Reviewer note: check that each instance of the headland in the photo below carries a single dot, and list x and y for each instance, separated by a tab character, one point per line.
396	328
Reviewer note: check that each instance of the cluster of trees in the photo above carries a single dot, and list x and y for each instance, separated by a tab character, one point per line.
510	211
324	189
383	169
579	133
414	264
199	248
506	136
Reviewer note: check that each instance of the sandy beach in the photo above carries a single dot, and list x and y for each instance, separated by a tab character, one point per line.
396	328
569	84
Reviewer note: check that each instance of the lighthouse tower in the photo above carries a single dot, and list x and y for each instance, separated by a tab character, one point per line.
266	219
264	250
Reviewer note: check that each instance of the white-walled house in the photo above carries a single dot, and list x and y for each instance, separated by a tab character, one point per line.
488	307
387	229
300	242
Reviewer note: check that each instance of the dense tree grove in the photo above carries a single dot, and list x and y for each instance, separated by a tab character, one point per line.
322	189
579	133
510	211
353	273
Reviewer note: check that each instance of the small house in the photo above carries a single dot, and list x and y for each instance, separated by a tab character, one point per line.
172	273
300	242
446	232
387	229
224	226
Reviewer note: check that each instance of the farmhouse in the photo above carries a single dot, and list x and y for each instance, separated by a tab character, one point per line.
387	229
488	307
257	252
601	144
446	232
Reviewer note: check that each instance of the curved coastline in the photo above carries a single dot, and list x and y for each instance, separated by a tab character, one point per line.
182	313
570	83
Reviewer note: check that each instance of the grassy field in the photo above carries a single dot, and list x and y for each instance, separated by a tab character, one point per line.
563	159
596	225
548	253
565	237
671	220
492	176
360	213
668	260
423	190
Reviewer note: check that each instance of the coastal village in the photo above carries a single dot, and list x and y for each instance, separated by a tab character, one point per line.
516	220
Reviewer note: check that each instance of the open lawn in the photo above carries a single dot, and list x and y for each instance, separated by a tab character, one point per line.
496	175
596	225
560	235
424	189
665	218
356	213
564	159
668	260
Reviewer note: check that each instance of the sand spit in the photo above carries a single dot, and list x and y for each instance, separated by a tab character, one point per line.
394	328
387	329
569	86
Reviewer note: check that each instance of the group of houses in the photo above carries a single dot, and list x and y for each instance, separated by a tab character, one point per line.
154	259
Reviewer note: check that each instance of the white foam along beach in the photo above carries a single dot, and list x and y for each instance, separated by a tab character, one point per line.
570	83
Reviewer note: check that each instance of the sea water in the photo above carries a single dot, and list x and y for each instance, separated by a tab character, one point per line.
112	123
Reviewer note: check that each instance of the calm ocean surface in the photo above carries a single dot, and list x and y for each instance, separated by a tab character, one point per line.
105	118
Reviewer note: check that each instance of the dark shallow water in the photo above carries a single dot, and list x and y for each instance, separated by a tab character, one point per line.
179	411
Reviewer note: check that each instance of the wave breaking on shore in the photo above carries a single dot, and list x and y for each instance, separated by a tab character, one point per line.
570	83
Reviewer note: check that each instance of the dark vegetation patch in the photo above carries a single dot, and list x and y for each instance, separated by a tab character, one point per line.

########################################

### Task details
Please convert the entries above, from the line with "Reviewer note: check that each instance of the calm" through the end of the entries, into a Markdown table with the columns Row and Line, numbering each row and leaving out blank lines.

### Answer to the exercise
| Row | Line |
|---|---|
| 1 | Reviewer note: check that each instance of the calm ocean surface in the photo above carries a single dot, and list x and y for each instance, separated by a tab character, one point per line. |
| 2 | 105	118 |
| 3 | Reviewer note: check that each instance of the dark shallow water in the photo above carries a single dot, and list x and y for each instance, separated by a tab character, one point per line. |
| 4 | 179	411 |
| 5 | Reviewer note: check that each instance of the wave breaking on shore in the photo above carries a single dot, and list x and y for each instance, separated by a tab character, one point per line. |
| 6 | 570	83 |
| 7 | Reviewer note: check that each instance of the dark vegetation patch in the photo above carries a single dot, and list x and y for each instance, separated by a tab character, one point per line. |